## DOCUMENT SEGMENT:
Start of Block

American architect and writer (1869–1937)

John Nolen (June 14, 1869 – February 18, 1937) was an American landscape architect, planning consultant, founding member of the American City Planning Institute (now the American Institute of Planners) and a writer.

==Biography==
Born in Philadelphia, Pennsylvania, Nolen was orphaned as a child and placed in Girard College. After he graduated first in his class in 1884, he worked as a grocery clerk and secretary to the Girard Estate Trust Fund before enrolling in the Wharton School of Finance and Economics at the University of Pennsylvania in 1891. Nolen earned a Ph.B. in 1893, and for the next ten years worked as secretary of the American Society for the Extension of University Teaching. He married Barbara Schatte in 1896.

In 1903, Nolen sold his house and used the money to enroll in the newly established Harvard School of Landscape Architecture, under instructors Frederick Law Olmsted Jr., Arthur Shurtleff, and B.M. Watson. He received an A.M. in 1905 from Harvard.

==Early career==
He established an office in Cambridge, Massachusetts, where he and his associates branched out into city planning, as well as landscape architecture. Nolen was a frequent lecturer on city and town planning, and was active in many professional organizations, including the American City Planning Institute (now American Institute of Planners), American Civic Association (now Urban America), American Society of Landscape Architects, American Society of Planning Officials, International Garden Cities and Town-Planning Federation, National Conference on City Planning (now Urban America), and the Town Planning Institute of England.

End of Block

## PROBLEMS TO SOLVE:
(A) According to the John Nolen biography, in what year did Nolen marry Barbara Schatte?
(B) Update the John Nolen biography from "American architect and" and going on through "and a writer.", putting "city planner" in place of "planning consultant".

## MATERIAL SUPPLIED:
Start of Block

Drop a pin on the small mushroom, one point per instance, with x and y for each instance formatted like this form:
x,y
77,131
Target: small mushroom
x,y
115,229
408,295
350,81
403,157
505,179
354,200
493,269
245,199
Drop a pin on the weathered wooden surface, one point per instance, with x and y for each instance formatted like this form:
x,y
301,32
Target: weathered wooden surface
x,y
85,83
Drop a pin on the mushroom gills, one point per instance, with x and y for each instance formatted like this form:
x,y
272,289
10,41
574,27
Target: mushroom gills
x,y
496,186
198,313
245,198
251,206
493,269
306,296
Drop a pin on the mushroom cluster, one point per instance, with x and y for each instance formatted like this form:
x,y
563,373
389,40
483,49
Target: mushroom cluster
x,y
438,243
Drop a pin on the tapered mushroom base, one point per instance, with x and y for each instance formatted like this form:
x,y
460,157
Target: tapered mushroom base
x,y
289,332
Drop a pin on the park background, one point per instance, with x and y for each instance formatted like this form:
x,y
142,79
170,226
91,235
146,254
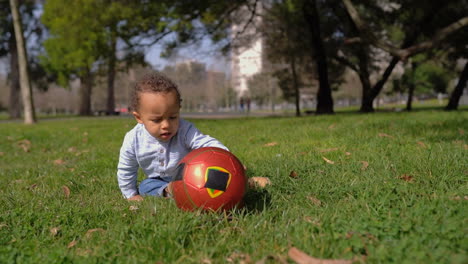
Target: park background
x,y
383,180
280,56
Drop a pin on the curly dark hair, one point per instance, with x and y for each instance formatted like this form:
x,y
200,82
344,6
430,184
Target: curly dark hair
x,y
155,83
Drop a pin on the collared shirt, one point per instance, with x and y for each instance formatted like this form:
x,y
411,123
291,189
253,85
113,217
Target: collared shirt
x,y
156,158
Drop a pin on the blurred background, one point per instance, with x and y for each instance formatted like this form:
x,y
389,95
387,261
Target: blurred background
x,y
296,56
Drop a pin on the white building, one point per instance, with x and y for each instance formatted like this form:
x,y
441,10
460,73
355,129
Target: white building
x,y
247,49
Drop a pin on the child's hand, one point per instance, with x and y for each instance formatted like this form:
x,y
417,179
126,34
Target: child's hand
x,y
136,198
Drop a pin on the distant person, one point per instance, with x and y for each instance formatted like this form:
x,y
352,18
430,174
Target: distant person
x,y
159,140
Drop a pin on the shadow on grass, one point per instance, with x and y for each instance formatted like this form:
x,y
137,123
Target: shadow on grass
x,y
257,200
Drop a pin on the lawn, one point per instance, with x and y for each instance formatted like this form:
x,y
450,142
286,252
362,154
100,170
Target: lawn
x,y
377,188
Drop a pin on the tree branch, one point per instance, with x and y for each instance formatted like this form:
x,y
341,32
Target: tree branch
x,y
402,54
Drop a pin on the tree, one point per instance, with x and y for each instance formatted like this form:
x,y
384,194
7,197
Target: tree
x,y
324,98
418,21
458,91
285,48
86,35
8,48
25,83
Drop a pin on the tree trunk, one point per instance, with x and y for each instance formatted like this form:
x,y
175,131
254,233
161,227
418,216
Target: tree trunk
x,y
410,38
458,91
411,88
86,84
111,76
296,86
14,109
26,90
364,75
324,97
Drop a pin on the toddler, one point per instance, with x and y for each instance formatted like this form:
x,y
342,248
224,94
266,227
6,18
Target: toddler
x,y
159,140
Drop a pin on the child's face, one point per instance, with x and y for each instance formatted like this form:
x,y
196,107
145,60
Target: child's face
x,y
159,113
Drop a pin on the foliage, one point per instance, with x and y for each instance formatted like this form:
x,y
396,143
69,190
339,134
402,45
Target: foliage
x,y
428,76
394,193
262,88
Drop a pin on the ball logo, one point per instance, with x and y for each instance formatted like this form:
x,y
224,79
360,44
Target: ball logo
x,y
217,180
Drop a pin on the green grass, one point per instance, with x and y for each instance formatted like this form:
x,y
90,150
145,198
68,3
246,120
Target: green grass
x,y
408,206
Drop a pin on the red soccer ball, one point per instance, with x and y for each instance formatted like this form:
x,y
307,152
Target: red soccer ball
x,y
209,179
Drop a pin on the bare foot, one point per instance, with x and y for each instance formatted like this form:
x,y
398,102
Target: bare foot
x,y
137,198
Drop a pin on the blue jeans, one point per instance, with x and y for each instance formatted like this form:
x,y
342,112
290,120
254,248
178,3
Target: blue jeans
x,y
152,186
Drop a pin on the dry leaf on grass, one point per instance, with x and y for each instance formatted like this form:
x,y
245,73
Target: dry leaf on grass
x,y
25,145
59,162
273,259
91,231
72,244
293,174
206,261
365,164
240,258
328,150
259,182
314,200
328,161
458,198
406,178
385,135
71,149
302,258
421,144
55,231
66,191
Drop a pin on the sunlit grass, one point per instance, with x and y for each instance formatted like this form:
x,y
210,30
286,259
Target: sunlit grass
x,y
396,192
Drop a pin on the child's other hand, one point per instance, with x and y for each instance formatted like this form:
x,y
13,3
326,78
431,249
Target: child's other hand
x,y
136,198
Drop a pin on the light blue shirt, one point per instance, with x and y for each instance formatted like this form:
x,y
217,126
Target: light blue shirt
x,y
156,158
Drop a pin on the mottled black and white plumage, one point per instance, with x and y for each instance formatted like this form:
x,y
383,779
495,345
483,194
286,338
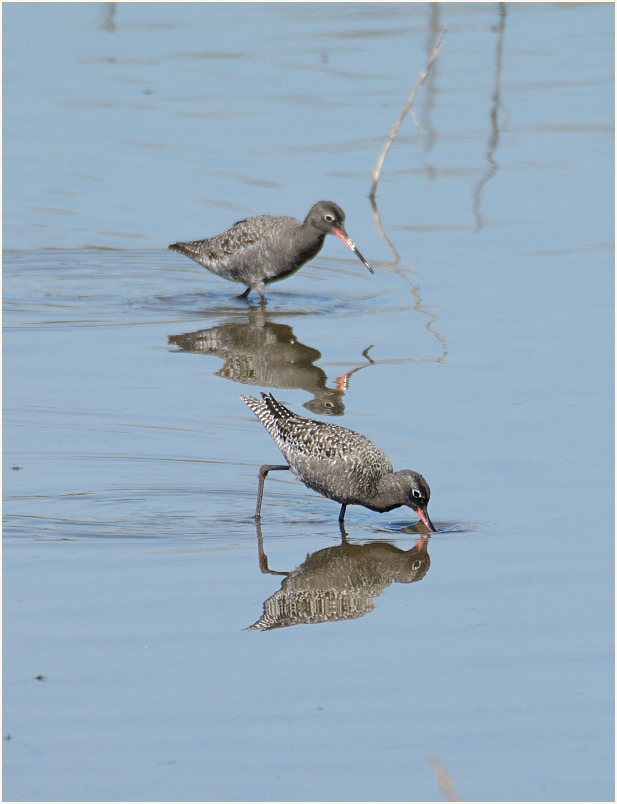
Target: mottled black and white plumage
x,y
338,463
266,248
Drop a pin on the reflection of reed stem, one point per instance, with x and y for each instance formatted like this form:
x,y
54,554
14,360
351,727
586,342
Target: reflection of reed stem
x,y
444,780
391,137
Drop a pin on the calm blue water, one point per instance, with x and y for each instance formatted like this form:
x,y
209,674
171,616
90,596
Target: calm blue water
x,y
480,353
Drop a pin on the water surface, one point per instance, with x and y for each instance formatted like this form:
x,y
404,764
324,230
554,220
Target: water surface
x,y
480,353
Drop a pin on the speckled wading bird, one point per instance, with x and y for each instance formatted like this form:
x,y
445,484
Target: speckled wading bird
x,y
337,462
266,248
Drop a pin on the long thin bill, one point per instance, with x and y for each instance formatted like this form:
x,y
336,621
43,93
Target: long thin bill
x,y
349,242
423,514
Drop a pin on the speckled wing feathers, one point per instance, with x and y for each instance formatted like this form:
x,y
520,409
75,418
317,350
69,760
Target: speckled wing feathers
x,y
329,458
216,253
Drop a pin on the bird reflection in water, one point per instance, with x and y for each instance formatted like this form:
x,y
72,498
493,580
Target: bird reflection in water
x,y
261,352
339,583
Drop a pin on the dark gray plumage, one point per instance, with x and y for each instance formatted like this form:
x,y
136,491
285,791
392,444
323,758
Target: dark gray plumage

End of Block

## SOLUTIONS TO EACH TASK:
(A) 1896

(B)
American architect and writer (1869–1937)

John Nolen (June 14, 1869 – February 18, 1937) was an American landscape architect, city planner, founding member of the American City Planning Institute (now the American Institute of Planners) and a writer.